- INPUT DATA
········

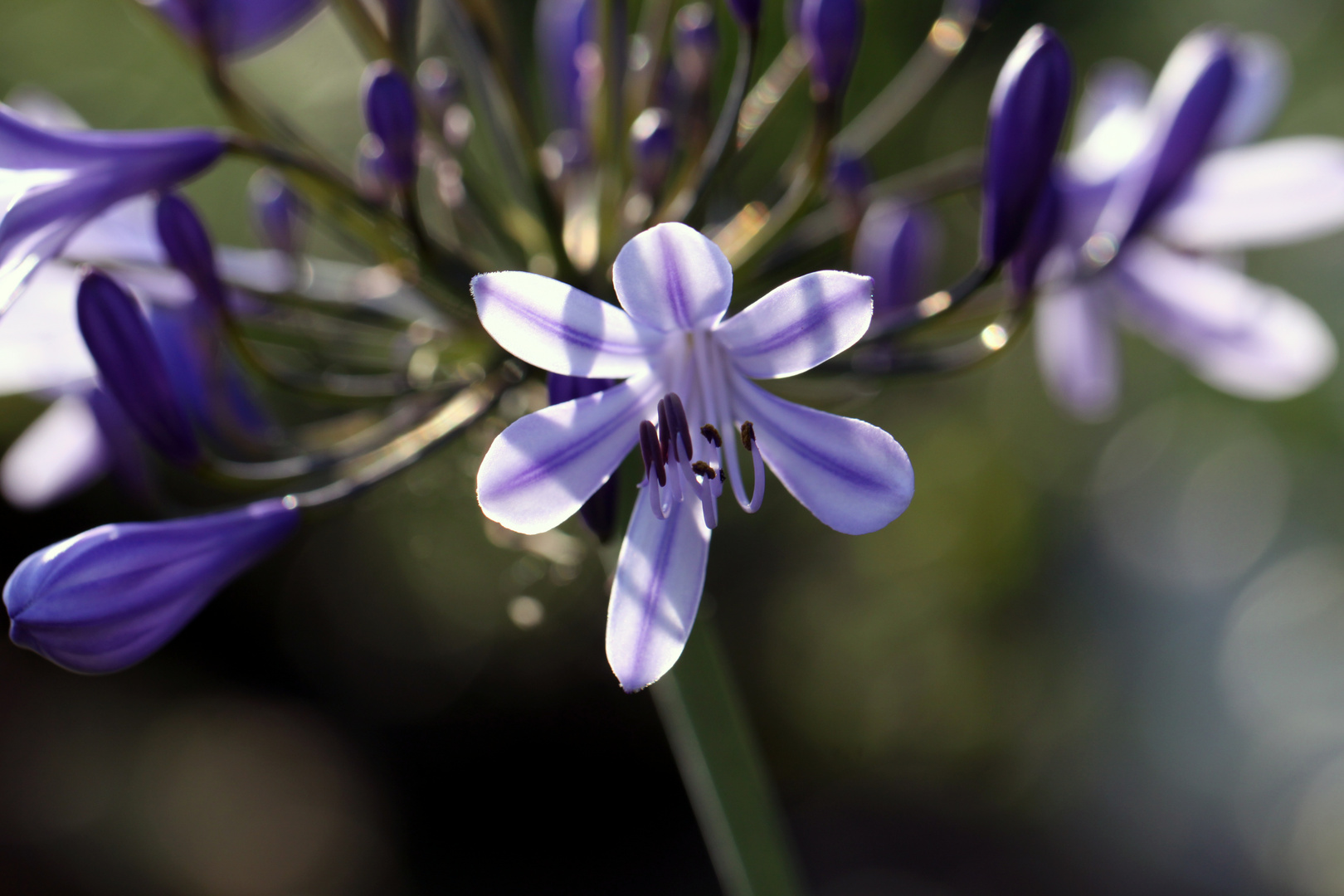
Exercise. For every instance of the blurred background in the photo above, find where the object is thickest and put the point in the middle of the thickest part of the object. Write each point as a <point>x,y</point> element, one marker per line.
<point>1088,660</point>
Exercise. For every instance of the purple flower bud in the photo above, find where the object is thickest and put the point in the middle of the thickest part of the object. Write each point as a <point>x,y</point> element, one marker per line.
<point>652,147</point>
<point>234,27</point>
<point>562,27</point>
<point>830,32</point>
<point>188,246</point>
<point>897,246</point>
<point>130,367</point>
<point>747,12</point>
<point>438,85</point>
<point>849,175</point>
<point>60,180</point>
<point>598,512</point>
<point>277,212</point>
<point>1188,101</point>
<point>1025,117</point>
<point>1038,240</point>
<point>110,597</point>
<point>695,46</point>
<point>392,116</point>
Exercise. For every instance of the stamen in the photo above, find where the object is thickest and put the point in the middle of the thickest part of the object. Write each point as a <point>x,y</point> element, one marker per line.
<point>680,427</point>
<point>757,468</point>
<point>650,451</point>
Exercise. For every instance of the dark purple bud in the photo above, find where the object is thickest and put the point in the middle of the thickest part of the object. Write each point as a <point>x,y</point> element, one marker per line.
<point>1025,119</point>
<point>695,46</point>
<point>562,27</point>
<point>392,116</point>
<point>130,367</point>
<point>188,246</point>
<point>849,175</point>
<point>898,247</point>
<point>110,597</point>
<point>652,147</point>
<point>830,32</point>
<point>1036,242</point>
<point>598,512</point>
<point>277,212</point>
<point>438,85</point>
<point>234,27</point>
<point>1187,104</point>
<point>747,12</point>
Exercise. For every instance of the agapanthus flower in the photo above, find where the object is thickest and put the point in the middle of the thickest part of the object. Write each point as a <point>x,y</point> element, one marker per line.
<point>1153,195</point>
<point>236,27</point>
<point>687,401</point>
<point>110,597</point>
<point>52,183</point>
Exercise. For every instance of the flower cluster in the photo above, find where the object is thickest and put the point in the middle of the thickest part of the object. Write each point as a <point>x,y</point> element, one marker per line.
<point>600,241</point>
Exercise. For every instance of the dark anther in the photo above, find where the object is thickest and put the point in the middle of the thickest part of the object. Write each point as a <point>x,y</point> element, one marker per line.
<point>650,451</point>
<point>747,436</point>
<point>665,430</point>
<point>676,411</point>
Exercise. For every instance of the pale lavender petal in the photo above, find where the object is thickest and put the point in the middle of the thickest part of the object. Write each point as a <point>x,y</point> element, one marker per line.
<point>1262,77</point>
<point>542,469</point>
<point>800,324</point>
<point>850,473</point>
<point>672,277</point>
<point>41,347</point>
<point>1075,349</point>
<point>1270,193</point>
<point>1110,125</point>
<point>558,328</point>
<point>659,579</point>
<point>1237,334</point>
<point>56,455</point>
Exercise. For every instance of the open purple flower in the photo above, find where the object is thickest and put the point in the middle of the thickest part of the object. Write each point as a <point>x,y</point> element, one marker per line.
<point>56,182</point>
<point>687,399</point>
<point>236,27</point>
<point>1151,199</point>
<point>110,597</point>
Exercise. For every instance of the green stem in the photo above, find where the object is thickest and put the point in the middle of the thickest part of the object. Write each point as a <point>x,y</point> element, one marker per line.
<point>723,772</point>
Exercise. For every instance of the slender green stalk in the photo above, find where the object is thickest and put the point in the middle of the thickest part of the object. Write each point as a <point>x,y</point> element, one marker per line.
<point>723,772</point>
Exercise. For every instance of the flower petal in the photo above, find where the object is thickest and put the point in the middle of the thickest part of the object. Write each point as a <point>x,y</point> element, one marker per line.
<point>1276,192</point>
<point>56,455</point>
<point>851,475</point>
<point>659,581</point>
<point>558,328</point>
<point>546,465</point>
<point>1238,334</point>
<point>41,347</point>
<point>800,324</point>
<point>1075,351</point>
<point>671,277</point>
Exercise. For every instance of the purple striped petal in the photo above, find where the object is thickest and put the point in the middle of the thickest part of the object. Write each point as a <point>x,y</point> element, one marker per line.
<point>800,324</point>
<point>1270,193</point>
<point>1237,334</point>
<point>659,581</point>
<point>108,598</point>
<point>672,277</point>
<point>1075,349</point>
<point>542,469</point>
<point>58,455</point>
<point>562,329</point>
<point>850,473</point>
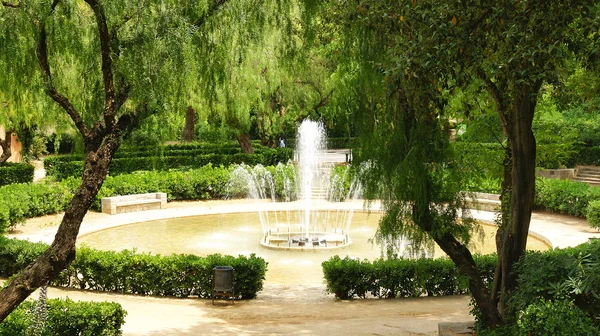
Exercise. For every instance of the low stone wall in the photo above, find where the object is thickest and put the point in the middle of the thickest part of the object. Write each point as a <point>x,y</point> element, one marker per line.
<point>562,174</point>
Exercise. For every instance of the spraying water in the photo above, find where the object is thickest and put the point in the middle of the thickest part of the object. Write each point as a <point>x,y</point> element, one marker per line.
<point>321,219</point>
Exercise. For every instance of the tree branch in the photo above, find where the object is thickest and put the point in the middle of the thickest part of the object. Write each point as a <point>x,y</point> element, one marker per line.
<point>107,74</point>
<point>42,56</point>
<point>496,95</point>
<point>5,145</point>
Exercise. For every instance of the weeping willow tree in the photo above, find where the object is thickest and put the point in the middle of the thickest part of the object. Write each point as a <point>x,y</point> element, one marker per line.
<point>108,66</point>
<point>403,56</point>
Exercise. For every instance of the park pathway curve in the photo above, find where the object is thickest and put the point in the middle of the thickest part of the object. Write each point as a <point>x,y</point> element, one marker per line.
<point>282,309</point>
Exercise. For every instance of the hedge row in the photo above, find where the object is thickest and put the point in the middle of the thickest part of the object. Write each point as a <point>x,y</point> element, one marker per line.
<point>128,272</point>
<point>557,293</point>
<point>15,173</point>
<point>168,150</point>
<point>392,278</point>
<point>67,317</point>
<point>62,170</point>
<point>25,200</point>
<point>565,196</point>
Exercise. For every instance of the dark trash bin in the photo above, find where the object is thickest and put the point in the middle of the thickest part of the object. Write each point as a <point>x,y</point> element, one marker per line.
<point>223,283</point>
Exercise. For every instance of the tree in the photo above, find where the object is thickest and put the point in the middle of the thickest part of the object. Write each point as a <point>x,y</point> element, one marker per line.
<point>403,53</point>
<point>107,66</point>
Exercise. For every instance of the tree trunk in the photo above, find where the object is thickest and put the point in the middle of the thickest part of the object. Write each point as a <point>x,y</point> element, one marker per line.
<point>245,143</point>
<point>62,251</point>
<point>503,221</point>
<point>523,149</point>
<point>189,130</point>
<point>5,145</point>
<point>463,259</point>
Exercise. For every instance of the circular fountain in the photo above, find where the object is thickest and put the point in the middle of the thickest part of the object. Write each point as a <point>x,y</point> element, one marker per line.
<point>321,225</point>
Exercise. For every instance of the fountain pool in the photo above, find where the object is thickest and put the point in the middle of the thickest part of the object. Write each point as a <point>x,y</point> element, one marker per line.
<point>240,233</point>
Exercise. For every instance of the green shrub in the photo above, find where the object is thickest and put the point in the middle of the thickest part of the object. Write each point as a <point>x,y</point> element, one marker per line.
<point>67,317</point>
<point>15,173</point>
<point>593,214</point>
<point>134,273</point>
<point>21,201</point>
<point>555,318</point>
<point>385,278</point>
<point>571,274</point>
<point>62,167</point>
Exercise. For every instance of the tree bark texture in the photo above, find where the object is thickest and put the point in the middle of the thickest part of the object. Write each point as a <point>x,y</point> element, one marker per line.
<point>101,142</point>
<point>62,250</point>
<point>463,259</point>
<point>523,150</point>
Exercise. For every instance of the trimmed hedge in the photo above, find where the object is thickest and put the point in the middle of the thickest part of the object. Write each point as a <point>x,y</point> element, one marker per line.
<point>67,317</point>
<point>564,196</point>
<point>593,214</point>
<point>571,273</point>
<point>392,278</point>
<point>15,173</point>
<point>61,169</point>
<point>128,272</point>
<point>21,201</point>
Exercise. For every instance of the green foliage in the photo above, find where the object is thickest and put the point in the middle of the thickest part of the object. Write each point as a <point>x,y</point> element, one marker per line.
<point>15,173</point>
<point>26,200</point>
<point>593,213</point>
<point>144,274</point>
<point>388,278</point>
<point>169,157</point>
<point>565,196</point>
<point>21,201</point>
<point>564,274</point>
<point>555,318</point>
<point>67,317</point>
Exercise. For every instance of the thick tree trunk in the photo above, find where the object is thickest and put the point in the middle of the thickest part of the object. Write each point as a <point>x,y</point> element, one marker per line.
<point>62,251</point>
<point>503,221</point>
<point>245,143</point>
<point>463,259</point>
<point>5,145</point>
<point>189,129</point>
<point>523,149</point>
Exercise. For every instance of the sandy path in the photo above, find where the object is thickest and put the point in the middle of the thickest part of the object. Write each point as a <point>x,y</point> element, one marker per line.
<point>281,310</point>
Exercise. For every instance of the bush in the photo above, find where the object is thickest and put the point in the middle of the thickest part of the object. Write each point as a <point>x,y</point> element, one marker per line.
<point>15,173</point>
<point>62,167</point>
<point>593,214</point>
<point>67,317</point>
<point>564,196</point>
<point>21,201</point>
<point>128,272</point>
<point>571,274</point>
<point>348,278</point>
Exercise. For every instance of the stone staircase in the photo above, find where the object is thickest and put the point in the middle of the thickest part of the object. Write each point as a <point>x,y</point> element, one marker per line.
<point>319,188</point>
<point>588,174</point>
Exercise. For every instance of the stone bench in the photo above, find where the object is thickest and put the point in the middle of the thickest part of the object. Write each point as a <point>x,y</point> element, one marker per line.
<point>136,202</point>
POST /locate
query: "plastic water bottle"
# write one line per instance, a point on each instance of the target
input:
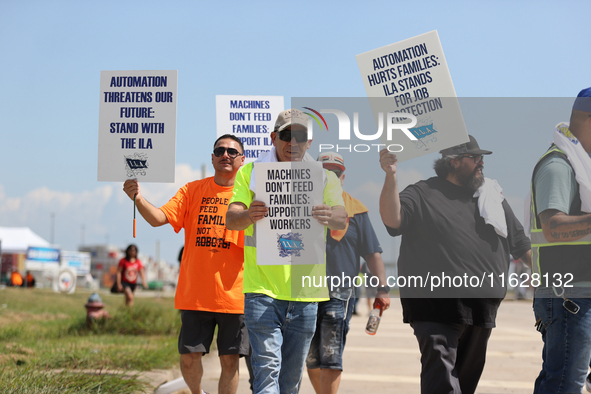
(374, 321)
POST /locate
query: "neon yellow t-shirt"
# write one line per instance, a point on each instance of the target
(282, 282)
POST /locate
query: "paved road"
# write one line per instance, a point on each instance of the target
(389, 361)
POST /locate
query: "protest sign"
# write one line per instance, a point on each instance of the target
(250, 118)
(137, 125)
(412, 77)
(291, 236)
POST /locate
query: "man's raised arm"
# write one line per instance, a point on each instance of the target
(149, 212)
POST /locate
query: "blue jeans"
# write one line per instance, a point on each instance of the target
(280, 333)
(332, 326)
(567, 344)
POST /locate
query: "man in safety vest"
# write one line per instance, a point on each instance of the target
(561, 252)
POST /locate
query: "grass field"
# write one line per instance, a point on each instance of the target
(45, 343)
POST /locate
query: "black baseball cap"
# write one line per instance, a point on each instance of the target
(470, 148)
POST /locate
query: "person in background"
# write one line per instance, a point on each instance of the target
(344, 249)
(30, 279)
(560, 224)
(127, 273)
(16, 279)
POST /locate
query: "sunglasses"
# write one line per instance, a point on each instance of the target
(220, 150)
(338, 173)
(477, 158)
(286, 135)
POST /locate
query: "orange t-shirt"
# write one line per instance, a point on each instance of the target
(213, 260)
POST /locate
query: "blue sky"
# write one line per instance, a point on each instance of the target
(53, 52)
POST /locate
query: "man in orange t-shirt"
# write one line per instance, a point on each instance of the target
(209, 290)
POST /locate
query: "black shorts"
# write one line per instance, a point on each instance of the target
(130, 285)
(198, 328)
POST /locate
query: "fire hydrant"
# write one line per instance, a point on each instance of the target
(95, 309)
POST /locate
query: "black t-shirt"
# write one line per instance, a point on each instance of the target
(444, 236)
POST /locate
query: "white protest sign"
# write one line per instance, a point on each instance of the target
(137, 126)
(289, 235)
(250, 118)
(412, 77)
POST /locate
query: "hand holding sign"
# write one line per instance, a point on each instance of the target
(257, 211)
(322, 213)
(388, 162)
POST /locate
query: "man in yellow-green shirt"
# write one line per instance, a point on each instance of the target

········

- OBJECTIVE
Arrange the listing, from its beginning through the line containing "<point>1088,660</point>", as a Markdown table with the columns "Row" and "Line". Omit blank lines and leave the pictures out.

- RESULT FOR THIS TASK
| Row | Line |
|---|---|
| 1 | Exercise. For every instance of the blurred background in the photo above, find where the object is thickest and put the point in the middle of the thickest part of the object. Write each point as a <point>x,y</point> element, one marker per line. |
| 2 | <point>1088,660</point> |